**Your instructions**
Copy the line containing "Return a point for each instance of the white wall", then all lines after it up to and including the final line of the material, exactly and without additions.
....
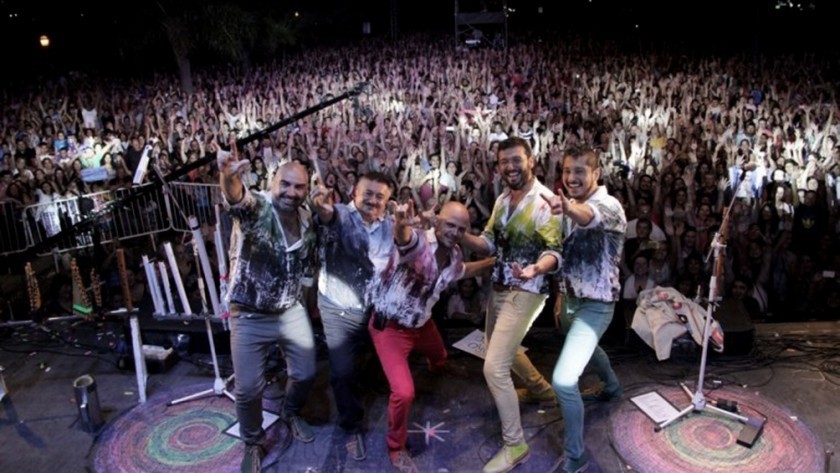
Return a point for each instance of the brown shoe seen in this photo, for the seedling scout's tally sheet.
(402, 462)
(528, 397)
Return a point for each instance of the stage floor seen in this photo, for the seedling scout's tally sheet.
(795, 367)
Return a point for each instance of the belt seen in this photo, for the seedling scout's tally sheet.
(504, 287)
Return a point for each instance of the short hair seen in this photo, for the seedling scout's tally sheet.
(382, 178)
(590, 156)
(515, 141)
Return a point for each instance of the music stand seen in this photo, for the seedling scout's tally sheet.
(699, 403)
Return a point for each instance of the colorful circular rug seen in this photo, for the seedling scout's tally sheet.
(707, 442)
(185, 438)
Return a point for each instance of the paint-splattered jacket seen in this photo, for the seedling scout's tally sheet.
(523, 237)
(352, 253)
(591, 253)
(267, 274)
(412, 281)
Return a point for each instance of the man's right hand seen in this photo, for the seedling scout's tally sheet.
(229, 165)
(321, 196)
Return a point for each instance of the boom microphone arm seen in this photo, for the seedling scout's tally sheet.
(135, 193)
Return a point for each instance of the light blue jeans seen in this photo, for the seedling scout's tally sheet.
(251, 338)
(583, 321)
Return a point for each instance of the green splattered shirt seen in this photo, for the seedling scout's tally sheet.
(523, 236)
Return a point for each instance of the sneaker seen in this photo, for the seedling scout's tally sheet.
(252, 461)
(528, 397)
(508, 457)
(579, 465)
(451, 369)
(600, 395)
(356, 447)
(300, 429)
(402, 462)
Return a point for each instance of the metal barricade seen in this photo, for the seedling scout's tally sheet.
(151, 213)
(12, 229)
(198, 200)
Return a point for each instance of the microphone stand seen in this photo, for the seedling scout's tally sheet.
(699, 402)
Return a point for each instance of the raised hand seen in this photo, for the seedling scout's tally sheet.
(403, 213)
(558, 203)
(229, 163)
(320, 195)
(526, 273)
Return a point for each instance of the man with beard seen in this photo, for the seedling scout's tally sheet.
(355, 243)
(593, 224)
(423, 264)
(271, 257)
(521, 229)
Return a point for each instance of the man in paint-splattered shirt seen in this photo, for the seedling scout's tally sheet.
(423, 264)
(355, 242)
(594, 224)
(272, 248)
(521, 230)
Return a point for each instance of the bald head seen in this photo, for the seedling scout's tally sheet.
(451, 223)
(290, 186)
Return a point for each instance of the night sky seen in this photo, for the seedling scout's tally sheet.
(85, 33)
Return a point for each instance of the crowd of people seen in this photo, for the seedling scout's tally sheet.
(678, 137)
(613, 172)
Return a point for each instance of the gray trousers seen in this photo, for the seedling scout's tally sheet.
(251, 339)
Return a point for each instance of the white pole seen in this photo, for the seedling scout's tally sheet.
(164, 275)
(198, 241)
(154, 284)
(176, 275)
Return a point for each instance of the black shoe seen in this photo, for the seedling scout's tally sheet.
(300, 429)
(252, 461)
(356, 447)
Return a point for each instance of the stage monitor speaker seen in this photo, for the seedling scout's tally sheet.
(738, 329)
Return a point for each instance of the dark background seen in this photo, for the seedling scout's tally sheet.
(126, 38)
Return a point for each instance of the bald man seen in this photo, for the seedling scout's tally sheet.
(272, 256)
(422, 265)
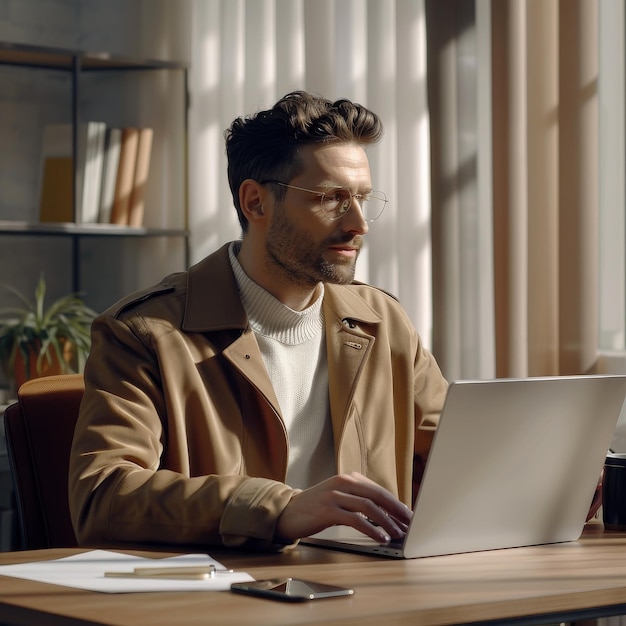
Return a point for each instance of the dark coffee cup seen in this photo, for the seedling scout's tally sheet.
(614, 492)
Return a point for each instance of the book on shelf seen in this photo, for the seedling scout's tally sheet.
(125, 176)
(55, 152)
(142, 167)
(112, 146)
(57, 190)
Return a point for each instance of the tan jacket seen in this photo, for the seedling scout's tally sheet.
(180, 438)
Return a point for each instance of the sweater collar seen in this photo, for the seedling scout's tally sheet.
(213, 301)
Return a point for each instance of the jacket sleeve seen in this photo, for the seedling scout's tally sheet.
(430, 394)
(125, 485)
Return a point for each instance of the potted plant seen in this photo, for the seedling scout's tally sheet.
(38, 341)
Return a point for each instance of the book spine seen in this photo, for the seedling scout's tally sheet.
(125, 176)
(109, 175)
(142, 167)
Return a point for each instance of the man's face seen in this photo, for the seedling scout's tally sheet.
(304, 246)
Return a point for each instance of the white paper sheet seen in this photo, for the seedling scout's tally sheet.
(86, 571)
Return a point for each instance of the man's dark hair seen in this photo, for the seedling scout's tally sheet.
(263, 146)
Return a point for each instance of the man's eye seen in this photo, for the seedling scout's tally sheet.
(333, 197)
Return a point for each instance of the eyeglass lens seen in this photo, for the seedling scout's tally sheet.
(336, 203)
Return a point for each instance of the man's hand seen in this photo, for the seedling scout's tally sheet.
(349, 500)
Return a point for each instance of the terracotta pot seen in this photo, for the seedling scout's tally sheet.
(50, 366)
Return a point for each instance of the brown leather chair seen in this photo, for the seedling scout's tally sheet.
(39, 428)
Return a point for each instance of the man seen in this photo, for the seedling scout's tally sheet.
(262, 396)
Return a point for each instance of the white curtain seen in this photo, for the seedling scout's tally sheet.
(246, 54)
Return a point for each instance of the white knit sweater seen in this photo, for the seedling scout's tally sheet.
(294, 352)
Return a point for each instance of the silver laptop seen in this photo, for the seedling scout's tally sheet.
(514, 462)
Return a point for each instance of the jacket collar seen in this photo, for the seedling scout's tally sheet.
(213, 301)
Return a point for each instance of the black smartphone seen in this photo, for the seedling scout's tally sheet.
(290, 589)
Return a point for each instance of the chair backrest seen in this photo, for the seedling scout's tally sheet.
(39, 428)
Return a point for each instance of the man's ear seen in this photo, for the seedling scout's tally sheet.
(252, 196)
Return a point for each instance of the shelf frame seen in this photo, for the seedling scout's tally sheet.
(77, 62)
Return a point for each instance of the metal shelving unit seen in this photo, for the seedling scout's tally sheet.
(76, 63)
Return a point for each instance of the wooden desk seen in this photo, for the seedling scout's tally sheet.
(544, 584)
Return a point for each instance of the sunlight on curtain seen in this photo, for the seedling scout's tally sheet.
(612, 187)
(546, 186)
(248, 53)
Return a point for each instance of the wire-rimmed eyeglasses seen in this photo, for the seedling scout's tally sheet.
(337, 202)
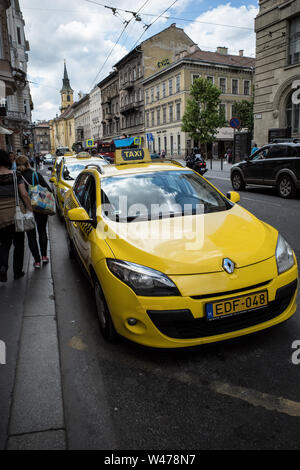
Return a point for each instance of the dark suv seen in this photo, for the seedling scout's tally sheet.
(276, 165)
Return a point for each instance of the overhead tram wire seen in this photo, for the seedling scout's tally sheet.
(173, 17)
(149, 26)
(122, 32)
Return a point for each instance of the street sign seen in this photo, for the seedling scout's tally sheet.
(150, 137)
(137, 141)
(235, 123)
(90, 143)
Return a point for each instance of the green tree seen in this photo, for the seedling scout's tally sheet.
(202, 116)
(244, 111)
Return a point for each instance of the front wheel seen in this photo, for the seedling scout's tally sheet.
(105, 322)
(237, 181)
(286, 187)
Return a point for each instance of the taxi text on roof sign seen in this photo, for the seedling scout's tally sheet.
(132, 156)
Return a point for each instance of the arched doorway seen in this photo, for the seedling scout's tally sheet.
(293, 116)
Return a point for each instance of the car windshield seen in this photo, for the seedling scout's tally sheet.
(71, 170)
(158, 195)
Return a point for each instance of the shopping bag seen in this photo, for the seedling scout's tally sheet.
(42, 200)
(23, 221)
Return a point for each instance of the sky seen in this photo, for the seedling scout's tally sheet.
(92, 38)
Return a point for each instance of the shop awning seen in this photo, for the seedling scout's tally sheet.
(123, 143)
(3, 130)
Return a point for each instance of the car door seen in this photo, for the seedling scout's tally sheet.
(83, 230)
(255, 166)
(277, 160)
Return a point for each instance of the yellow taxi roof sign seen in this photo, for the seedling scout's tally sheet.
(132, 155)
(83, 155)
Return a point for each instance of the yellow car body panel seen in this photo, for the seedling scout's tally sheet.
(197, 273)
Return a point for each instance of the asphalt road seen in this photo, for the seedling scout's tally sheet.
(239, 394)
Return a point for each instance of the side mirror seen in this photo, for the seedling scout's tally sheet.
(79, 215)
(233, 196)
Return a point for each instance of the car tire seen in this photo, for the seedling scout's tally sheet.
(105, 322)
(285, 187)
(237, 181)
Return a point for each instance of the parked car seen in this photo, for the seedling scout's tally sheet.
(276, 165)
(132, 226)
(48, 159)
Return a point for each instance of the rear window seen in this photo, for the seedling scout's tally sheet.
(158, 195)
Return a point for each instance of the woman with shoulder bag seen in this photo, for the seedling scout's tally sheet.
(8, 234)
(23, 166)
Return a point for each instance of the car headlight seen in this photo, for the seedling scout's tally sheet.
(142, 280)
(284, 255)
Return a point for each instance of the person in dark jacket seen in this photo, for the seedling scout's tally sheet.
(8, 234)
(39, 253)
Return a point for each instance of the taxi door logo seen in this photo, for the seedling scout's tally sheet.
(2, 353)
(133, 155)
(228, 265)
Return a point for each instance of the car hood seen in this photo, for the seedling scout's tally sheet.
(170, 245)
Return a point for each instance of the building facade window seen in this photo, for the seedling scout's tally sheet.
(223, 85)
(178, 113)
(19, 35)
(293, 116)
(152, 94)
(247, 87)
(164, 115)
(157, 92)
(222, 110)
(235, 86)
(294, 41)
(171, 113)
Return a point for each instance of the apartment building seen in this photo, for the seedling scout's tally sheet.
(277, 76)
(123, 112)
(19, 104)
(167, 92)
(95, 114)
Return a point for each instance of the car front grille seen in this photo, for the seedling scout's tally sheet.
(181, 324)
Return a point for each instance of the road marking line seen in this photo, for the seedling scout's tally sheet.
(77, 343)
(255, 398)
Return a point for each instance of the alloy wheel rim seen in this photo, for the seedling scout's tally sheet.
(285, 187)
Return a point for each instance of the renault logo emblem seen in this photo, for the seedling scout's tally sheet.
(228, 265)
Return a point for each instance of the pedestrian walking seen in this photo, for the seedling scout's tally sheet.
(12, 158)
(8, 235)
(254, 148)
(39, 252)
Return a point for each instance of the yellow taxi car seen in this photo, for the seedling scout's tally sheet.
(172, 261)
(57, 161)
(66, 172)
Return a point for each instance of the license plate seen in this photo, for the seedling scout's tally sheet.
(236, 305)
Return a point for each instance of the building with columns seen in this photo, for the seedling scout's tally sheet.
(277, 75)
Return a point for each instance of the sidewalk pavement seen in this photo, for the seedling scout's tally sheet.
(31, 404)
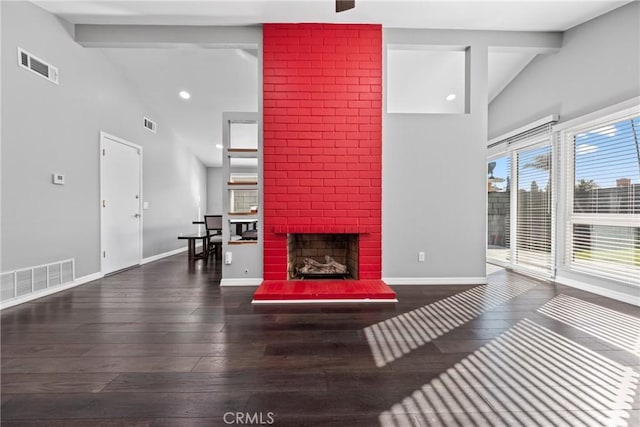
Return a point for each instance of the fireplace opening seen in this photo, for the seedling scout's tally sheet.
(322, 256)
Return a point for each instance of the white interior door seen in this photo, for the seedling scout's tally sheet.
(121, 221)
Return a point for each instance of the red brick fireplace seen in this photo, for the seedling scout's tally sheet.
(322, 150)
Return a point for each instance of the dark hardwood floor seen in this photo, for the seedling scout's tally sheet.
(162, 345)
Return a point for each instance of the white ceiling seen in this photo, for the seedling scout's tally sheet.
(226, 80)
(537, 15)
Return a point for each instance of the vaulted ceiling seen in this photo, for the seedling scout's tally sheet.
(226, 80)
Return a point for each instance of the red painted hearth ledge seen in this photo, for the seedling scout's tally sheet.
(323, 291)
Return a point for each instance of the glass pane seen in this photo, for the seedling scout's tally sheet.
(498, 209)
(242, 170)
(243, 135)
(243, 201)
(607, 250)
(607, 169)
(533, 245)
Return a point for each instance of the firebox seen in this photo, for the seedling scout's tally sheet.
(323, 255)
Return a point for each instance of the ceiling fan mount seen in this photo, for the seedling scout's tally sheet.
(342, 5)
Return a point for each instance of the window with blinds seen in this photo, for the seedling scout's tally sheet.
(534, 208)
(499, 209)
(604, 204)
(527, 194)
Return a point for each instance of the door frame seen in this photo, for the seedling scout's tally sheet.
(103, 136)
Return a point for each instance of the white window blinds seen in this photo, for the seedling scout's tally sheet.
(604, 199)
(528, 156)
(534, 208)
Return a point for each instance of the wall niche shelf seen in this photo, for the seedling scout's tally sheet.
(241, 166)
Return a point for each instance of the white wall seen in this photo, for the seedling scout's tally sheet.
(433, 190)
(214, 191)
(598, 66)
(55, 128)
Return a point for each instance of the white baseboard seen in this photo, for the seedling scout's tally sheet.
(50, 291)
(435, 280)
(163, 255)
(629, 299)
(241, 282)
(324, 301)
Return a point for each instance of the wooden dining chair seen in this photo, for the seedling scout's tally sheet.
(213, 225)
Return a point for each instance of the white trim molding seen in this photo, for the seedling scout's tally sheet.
....
**Solution to the problem**
Return a point for each instance of the white wall seen in this photo, for the seedling scout's tally sheet.
(433, 190)
(214, 191)
(598, 66)
(55, 128)
Return a point for each instance of the white baseboard seen in this photo, for the seedling scout's tally sheet.
(50, 291)
(435, 280)
(163, 255)
(629, 299)
(241, 282)
(324, 301)
Return a point for each instance of the wooden dining chair seen in this photo, for the seedling scout's tally sheet.
(213, 225)
Return a point for each instance of the white trim molding seen in this photo, for the seedling scout's tally sheet.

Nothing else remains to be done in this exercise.